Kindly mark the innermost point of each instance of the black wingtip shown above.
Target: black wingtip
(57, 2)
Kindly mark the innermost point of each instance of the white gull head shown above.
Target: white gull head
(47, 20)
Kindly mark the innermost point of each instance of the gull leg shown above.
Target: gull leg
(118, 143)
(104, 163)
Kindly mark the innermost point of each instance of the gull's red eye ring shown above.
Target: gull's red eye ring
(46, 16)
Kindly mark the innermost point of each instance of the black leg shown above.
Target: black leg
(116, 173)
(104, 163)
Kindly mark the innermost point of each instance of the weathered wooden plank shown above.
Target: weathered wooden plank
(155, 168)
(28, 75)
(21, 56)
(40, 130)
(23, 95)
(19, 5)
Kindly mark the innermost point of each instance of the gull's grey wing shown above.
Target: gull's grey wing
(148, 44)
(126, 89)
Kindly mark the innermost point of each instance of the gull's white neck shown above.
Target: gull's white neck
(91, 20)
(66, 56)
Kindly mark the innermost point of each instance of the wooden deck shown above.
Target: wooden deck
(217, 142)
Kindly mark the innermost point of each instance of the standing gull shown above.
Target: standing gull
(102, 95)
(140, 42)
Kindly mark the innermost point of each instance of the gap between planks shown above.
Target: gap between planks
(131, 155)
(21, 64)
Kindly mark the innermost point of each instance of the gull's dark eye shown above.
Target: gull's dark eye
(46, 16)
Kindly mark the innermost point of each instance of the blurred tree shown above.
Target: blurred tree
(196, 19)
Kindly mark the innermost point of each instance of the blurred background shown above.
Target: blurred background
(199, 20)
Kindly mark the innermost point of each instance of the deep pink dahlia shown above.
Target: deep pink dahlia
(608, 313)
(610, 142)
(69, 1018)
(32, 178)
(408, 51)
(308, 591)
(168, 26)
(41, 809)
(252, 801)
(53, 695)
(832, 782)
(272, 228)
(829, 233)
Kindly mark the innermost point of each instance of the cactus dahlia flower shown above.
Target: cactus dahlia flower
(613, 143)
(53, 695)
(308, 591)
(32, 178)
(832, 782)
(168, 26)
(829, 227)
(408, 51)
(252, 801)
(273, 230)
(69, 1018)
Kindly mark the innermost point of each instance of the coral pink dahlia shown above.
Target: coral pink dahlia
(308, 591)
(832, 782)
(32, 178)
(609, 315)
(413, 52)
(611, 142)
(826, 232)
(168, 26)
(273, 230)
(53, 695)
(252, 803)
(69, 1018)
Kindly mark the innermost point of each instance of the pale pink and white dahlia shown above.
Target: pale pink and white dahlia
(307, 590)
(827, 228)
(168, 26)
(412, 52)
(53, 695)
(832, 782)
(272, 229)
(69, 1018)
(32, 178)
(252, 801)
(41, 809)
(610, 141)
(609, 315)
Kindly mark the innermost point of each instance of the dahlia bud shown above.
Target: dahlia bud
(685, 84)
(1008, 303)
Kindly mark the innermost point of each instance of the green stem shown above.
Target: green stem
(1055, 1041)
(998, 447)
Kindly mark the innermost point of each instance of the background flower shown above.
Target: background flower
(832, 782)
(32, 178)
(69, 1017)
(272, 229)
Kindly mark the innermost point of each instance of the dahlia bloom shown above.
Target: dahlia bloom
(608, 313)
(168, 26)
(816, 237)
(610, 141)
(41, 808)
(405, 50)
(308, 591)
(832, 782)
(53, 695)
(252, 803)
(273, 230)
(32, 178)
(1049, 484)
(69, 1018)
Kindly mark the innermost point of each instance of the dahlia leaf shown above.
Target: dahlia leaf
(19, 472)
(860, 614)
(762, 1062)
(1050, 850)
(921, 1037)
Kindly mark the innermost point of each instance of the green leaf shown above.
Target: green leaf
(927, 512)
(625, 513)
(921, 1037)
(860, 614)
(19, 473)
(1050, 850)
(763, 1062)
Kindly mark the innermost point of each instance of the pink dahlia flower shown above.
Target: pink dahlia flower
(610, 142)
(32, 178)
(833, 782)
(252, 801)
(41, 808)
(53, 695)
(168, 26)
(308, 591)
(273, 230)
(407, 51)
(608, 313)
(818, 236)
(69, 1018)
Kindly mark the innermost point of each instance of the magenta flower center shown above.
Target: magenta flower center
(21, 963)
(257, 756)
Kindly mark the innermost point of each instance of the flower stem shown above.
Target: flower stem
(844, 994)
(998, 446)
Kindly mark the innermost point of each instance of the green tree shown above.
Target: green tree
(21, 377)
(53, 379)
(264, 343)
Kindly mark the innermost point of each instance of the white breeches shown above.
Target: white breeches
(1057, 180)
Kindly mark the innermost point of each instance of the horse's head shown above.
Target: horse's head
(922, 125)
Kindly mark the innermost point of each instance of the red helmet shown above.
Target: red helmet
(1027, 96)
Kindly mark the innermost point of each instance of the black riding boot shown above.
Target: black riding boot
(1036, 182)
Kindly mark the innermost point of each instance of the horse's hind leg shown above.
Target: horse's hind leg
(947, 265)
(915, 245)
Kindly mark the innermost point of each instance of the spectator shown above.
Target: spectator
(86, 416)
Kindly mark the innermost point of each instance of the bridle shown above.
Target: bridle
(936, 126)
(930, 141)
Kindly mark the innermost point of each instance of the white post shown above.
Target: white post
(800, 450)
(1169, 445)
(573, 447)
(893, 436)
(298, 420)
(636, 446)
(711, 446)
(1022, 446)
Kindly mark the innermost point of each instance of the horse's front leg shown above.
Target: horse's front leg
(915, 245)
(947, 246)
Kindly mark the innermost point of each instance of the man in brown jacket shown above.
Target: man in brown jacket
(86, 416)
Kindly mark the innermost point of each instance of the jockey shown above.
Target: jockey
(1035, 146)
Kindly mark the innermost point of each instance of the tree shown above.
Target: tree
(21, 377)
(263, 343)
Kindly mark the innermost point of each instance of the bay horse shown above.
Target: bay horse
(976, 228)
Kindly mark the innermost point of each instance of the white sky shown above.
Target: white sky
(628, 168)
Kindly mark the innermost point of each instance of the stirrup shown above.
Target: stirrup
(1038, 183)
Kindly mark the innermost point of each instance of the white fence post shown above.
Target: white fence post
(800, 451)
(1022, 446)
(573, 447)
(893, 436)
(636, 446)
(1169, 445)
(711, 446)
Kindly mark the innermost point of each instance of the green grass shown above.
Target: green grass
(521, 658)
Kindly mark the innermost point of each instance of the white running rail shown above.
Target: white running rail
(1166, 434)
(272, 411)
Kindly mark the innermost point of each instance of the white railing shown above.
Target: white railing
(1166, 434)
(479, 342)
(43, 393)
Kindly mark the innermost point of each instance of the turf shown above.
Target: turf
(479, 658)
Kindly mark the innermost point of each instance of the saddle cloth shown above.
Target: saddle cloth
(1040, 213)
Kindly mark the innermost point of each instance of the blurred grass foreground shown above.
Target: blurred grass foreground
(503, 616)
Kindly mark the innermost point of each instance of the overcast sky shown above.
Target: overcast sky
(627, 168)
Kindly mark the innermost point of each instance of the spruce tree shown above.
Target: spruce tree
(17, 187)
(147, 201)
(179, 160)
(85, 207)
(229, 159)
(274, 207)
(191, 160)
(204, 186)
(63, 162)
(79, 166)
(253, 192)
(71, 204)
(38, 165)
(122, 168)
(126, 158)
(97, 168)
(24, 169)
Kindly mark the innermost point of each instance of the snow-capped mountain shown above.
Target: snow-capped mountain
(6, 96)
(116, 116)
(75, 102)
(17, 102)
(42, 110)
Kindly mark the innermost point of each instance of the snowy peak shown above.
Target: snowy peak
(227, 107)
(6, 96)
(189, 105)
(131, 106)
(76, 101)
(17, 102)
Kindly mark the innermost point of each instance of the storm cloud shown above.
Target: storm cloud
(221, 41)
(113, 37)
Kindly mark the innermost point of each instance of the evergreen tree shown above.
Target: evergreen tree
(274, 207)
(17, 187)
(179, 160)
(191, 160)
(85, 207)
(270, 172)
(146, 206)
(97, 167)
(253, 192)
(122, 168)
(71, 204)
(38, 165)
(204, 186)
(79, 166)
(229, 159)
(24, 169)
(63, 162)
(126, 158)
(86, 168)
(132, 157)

* **Requirement**: Transcribe only the trailing portion of the entries above: the line that contains "mountain shown above." and each line after it.

* **Exercise output**:
Kindly mark the innermost point of each instance of the snow-capped mountain shown above.
Target: snow-capped mountain
(6, 96)
(116, 116)
(75, 102)
(17, 102)
(42, 110)
Kindly mark the innermost point of each instance of the snowy peak shown above.
Target: snowy peak
(227, 107)
(6, 96)
(189, 105)
(131, 106)
(76, 101)
(17, 102)
Kindly mark the innermost point of each instance of the storm cloud shown above.
Target: storm cloud
(221, 41)
(113, 37)
Kindly mark the innermost point of each instance of the evergreen tree shown above.
Target: evergreen tree
(274, 207)
(17, 187)
(179, 160)
(191, 160)
(85, 207)
(270, 172)
(146, 206)
(97, 167)
(253, 192)
(122, 168)
(71, 204)
(38, 165)
(204, 186)
(79, 166)
(229, 159)
(24, 169)
(63, 162)
(126, 158)
(86, 168)
(132, 157)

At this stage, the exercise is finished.